## Aim 1
In two sentences, summarize the AxonOps Table dashboard metrics page.
## Aim 2
Carry on writing the AxonOps Table dashboard metrics page from its last line.

## Extract provided
..........
AxonOps Table Dashboard Metrics Mapping¶
This document maps the metrics used in the AxonOps Table dashboard.
Dashboard Overview¶
The Table dashboard provides comprehensive table-level metrics including coordinator and replica statistics, latency metrics, throughput, data distribution, and performance indicators. It helps identify table-specific issues and optimization opportunities.
Metrics Mapping¶
Data Distribution Metrics¶
| Dashboard Metric | Description | Attributes |
|---|---|---|
cas_Table_LiveDiskSpaceUsed |
Live data size per table | keyspace, scope (table), function=Count, dc, rack, host_id |
Coordinator Metrics (Table-level)¶
| Dashboard Metric | Description | Attributes |
|---|---|---|
cas_Table_CoordinatorReadLatency |
Read latency at coordinator level | keyspace, scope (table), function (percentiles/Count), axonfunction (rate), dc, rack, host_id |
cas_Table_CoordinatorWriteLatency |
Write latency at coordinator level | keyspace, scope (table), function (percentiles/Count), axonfunction (rate), dc, rack, host_id |
cas_Table_CoordinatorScanLatency |
Range scan latency at coordinator | keyspace, scope (table), function (percentiles/Count), axonfunction (rate), dc, rack, host_id |
Replica Metrics (Local)¶
| Dashboard Metric | Description | Attributes |
|---|---|---|
cas_Table_ReadLatency |
Local read latency | keyspace, scope (table), function (percentiles/Count), axonfunction (rate), dc, rack, host_id |
cas_Table_WriteLatency |
Local write latency | keyspace, scope (table), function (percentiles/Count), axonfunction (rate), dc, rack, host_id |
cas_Table_RangeLatency |
Local range query latency | keyspace, scope (table), function (percentiles/Count), axonfunction (rate), dc, rack, host_id |
Partition and SSTable Metrics¶
| Dashboard Metric | Description | Attributes |
|---|---|---|
cas_Table_MeanPartitionSize |
Average partition size | keyspace, scope (table), dc, rack, host_id |
cas_Table_MaxPartitionSize |
Maximum partition size | keyspace, scope (table), dc, rack, host_id |
cas_Table_EstimatedPartitionCount |
Estimated number of partitions | keyspace, scope (table), dc, rack, host_id |
cas_Table_LiveSSTableCount |
Number of live SSTables | keyspace, scope (table), dc, rack, host_id |
cas_Table_SSTablesPerReadHistogram |
SSTables accessed per read | keyspace, scope (table), function (percentiles), dc, rack, host_id |
Performance Indicators¶
| Dashboard Metric | Description | Attributes |
|---|---|---|
cas_Table_TombstoneScannedHistogram |
Tombstones scanned per query | keyspace, scope (table), function (percentiles), dc, rack, host_id |
cas_Table_SpeculativeRetries |
Speculative retry attempts | keyspace, scope (table), function=Count, axonfunction (rate), dc, rack, host_id |
cas_Table_BloomFilterFalseRatio |
Bloom filter false positive ratio | keyspace, scope (table), dc, rack, host_id |
cas_Table_BloomFilterDiskSpaceUsed |
Disk space used by bloom filters | keyspace, scope (table), dc, rack, host_id |
Memory Metrics¶
| Dashboard Metric | Description | Attributes |
|---|---|---|
cas_Table_AllMemtablesHeapSize |
Heap memory used by memtables | keyspace, scope (table), dc, rack, host_id |
cas_Table_AllMemtablesOffHeapSize |
Off-heap memory used by memtables | keyspace, scope (table), dc, rack, host_id |
JVM Garbage Collection Metrics¶
| Dashboard Metric | Description | Attributes |
|---|---|---|
jvm_GarbageCollector_G1_Young_Generation |
G1 young generation GC | function (CollectionTime/CollectionCount), axonfunction (rate), dc, rack, host_id |
jvm_GarbageCollector_Shenandoah_Cycles |
Shenandoah GC cycles | function (CollectionCount), axonfunction (rate), dc, rack, host_id |
jvm_GarbageCollector_Shenandoah_Pauses |
Shenandoah GC pauses | function (CollectionTime), axonfunction (rate), dc, rack, host_id |
jvm_GarbageCollector_ZGC |
ZGC garbage collector | function (CollectionTime/CollectionCount), axonfunction (rate), dc, rack, host_id |
Query Examples¶
Tables Overview Section¶
// Table Data Size Distribution (Pie Chart)
..........
Items from a labeling collection:
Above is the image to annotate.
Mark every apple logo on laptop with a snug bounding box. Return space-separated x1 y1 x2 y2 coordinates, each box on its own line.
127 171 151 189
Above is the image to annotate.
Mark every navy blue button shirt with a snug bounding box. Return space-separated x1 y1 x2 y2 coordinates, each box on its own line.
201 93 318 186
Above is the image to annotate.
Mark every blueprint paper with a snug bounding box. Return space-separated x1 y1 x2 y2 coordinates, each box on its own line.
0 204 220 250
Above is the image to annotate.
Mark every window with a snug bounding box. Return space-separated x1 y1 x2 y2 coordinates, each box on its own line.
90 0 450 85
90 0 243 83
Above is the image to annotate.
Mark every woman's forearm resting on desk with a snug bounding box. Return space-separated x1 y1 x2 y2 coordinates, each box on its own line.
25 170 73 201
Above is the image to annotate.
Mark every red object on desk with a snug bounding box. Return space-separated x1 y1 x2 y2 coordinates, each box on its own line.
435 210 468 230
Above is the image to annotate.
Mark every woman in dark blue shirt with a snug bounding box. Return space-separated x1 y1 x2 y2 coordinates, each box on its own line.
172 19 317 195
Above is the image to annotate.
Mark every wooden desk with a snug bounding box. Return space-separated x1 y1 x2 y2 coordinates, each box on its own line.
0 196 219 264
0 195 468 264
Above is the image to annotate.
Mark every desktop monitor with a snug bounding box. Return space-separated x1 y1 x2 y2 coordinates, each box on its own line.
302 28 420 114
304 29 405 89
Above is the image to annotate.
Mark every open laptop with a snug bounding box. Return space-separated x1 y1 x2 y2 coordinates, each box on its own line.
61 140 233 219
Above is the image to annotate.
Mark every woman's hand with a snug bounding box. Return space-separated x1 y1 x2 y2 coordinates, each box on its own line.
..........
## Written reply 1
This document maps the metrics used in the AxonOps Table dashboard, which provides table-level metrics such as coordinator and replica statistics, latency, throughput, data distribution, and performance indicators to help identify table-specific issues and optimization opportunities. It lists the metrics in groups covering data distribution, coordinator and local replica latencies, partition and SSTable figures, performance indicators such as tombstones and bloom filters, memtable memory, and JVM garbage collection, and it gives each metric a description and its attributes.

## Written reply 2
sum by (keyspace,scope) (cas_Table_LiveDiskSpaceUsed{function='Count',dc=~'$dc',rack=~'$rack',host_id=~'$host_id'})
// Coordinator Table Reads Distribution (Pie Chart)
sum by (keyspace,scope) (cas_Table_CoordinatorReadLatency{axonfunction='rate',dc=~'$dc',rack=~'$rack',host_id=~'$host_id',function='Count'})
// Coordinator Table Writes Distribution (Pie Chart)
sum by (keyspace, scope) (cas_Table_CoordinatorWriteLatency{dc=~'$dc',rack=~'$rack',host_id=~'$host_id',axonfunction='rate',function=~'Count'})
Coordinator Table Statistics¶
// Max Coordinator Read Latency
max(cas_Table_CoordinatorReadLatency{dc=~'$dc',rack=~'$rack',host_id=~'$host_id',function='$percentile',keyspace=~'$keyspace',scope=~'$scope'}) by ($groupBy,keyspace,scope)
// Max Coordinator Write Latency
max(cas_Table_CoordinatorWriteLatency{dc=~'$dc',rack=~'$rack',host_id=~'$host_id',function='$percentile',keyspace=~'$keyspace',scope=~'$scope'}) by ($groupBy,keyspace,scope)
// Max Coordinator Range Read Latency
max(cas_Table_CoordinatorScanLatency{dc=~'$dc',rack=~'$rack',host_id=~'$host_id',function=~'$percentile',keyspace=~'$keyspace',scope=~'$scope'}) by ($groupBy,keyspace,scope)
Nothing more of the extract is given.